## SET PROBLEM A
From the steering-model notes below, quote the passage from "# Some constants" up to and including "N_VIDEOS = len(dpv2_video_files)".
## SET PROBLEM B
Answer these questions using the steering-model notes below.
(i) Which steering angles did the original dataset contain?
(ii) How many frames does each avi file in DeepPicar-v2 have?
(iii) What value is assigned to f_size in the filter setup?
## SET PROBLEM C
In the steering-model notes below, list every constant defined under the comment "Some constants for analyzing videos from DeepPicar-v2".

The original dataset had only discrete anlges for steering, namely the steering angle $\theta \in\lbrace -30,\ 0,\ 30 \rbrace$ but we wish for a continuous controller so a central moving average will be applied to the edge padding. The total dataset spans 11 videos of 11,000 frames but 1,000 frames is already pushing my laptop memory limits. The current plan to tackle this issue is to queue a video to go through, get the estimated continuous controls, and then batch train a video. As for wether to loop through all videos before any potential repeats or simply randomly train, it isn't clear a priori which is better. For now simply iterating it easiest to at least get a simple model. Setting the training:

In [3]:
# Grab video file list
dpv2_video_files = glob.glob("../data/external/DeepPicar-v2-data/*.avi")
# random.shuffle(dpv2_video_files)  # Shuffle to randomize for train-test split
"""
For recreatability, the model was trained on these in order:

../data/external/DeepPicar-v2-data\out-video-2.avi
../data/external/DeepPicar-v2-data\out-video-9.avi
../data/external/DeepPicar-v2-data\out-video-7.avi
../data/external/DeepPicar-v2-data\out-video-8.avi
../data/external/DeepPicar-v2-data\out-video-10.avi
../data/external/DeepPicar-v2-data\out-video-1.avi
../data/external/DeepPicar-v2-data\out-video-11.avi
../data/external/DeepPicar-v2-data\out-video-6.avi
../data/external/DeepPicar-v2-data\out-video-4.avi

And tested on these in order
../data/external/DeepPicar-v2-data\\out-video-3.avi
../data/external/DeepPicar-v2-data\\out-video-5.avi
"""
temp = []# For recreatability []
for i in [1, 8, 6, 7, 9, 0, 10, 5, 3, 2, 4]:
    temp = temp + [dpv2_video_files[i],]
dpv2_video_files = temp

# Some constants for analyzing videos from DeepPicar-v2
N_FRAMES = 1000  # All avi files in DeepPicar-v2 are 1,000 frames
ORIG_IMG_HEIGHT = 240
ORIG_IMG_WIDTH = 320
N_VIDEOS = len(dpv2_video_files)


# Define some helper functions
def key_from_video_filename(vf : str):
    directory_seperated = vf.split('\\')  # running on Windows
    fileno = int(directory_seperated[-1].split('-')[-1].split('.')[0])
    key_filename = 'out-key-%i.csv' % fileno
    return '\\'.join(directory_seperated[:-1] + [key_filename,])

In [4]:
# Filter setup
f_size = 5
f_array = np.ones((f_size,))/f_size
n_pad = int(np.ceil(f_size/2))

## DATASET ROWS
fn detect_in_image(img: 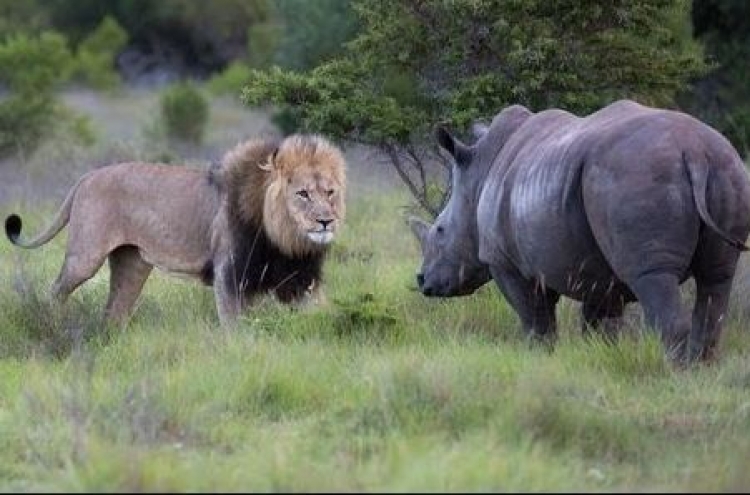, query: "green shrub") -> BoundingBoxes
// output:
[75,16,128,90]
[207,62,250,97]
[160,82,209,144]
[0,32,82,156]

## FULL SOLUTION A
# Some constants for analyzing videos from DeepPicar-v2
N_FRAMES = 1000  # All avi files in DeepPicar-v2 are 1,000 frames
ORIG_IMG_HEIGHT = 240
ORIG_IMG_WIDTH = 320
N_VIDEOS = len(dpv2_video_files)

## FULL SOLUTION B
(i) -30, 0 and 30
(ii) 1,000 frames
(iii) 5

## FULL SOLUTION C
N_FRAMES, ORIG_IMG_HEIGHT, ORIG_IMG_WIDTH, N_VIDEOS